* [Exercise data]:
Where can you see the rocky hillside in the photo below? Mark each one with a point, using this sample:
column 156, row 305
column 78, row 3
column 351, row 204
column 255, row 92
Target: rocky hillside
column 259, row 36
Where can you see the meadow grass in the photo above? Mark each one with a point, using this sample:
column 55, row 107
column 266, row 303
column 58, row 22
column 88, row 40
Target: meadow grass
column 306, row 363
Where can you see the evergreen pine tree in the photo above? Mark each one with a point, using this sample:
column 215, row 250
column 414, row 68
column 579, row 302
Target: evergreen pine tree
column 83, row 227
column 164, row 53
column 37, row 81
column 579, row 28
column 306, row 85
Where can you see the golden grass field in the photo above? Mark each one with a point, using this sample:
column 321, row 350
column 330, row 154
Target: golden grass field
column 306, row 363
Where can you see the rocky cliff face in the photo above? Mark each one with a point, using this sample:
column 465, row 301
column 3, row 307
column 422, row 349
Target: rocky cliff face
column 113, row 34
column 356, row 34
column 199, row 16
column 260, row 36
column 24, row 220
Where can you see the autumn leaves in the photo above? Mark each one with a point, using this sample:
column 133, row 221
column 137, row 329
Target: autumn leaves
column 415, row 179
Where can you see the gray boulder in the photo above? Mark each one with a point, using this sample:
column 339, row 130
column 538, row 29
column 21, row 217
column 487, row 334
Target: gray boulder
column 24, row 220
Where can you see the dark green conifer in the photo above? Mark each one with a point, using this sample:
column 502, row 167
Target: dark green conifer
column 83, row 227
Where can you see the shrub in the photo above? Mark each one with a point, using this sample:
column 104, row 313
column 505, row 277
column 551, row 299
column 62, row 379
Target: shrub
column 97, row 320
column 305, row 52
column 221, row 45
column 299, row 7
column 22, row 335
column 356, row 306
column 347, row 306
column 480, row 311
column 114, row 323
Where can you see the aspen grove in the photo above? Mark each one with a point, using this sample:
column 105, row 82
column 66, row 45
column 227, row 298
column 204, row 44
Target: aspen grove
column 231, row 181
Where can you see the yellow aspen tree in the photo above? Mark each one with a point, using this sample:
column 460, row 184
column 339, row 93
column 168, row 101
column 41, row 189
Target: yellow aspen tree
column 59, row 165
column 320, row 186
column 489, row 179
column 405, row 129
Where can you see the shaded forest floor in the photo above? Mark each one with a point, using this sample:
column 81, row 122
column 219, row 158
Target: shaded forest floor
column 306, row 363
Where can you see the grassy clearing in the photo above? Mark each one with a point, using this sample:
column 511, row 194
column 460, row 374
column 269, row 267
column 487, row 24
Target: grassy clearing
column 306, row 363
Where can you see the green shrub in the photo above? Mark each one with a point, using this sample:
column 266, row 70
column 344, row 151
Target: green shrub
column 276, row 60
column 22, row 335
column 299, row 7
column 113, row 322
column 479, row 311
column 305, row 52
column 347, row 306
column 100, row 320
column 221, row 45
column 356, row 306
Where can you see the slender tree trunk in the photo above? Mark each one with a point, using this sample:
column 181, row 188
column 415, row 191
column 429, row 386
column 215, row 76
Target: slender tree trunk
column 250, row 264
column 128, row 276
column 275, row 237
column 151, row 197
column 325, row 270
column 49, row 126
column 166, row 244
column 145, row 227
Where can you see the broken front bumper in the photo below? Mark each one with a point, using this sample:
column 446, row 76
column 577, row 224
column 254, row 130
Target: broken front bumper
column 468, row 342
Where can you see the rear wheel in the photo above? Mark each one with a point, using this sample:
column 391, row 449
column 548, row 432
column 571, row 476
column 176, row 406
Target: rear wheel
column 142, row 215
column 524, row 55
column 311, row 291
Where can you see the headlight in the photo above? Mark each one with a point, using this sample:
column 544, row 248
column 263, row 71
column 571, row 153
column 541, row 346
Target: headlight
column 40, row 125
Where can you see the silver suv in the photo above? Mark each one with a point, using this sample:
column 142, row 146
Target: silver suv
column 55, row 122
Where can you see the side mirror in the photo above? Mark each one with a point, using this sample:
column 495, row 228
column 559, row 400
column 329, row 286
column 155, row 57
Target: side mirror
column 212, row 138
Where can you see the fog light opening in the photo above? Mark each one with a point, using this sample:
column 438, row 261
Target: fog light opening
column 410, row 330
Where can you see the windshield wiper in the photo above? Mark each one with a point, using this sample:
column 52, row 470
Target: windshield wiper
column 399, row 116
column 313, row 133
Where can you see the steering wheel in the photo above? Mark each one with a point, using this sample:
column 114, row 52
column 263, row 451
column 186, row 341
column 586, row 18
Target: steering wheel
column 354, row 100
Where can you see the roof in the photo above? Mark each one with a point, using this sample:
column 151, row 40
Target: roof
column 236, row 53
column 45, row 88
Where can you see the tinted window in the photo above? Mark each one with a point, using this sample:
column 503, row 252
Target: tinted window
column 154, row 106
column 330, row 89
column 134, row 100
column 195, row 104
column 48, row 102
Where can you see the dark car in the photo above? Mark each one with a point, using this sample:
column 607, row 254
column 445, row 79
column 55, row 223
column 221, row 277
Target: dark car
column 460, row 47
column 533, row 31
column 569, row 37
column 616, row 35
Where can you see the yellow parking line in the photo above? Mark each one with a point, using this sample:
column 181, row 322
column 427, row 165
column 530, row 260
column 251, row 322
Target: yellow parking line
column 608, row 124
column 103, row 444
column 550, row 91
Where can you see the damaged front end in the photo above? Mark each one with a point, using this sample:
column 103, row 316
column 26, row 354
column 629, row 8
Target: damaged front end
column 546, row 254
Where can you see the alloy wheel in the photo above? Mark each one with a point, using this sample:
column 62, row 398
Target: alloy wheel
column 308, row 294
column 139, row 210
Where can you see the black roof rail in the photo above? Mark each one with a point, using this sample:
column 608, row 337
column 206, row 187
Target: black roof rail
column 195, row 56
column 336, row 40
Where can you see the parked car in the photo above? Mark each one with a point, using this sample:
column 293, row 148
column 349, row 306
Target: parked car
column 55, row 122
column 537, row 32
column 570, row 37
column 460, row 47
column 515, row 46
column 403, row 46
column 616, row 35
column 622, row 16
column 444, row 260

* [To do]:
Take the records above and return, word for word, only the lines that fall from the line with "column 133, row 221" to the line with "column 41, row 189", both of them included.

* [Exercise answer]:
column 133, row 221
column 137, row 329
Target: autumn leaves
column 415, row 179
Where can you see the gray boulder in the photo above? Mark each one with a point, using this sample:
column 339, row 130
column 538, row 29
column 21, row 217
column 487, row 334
Target: gray boulder
column 24, row 220
Where can you see the dark green conifer in the photo above? Mark each one with a point, using this sample:
column 502, row 167
Target: dark green conifer
column 83, row 227
Where can you see the shrub in the photo above? Mark each one with a point, using this sample:
column 104, row 313
column 505, row 277
column 551, row 299
column 62, row 379
Target: shrub
column 97, row 320
column 305, row 52
column 221, row 45
column 299, row 7
column 22, row 335
column 356, row 306
column 347, row 306
column 480, row 311
column 114, row 323
Where can you see the aspen grove in the photo above? Mark each one with a point, using this sample:
column 105, row 82
column 66, row 45
column 227, row 298
column 204, row 44
Target: aspen grove
column 231, row 181
Where can you see the yellow aspen tree in the photo above? Mark each one with a point, using this sample:
column 460, row 184
column 339, row 93
column 168, row 101
column 41, row 189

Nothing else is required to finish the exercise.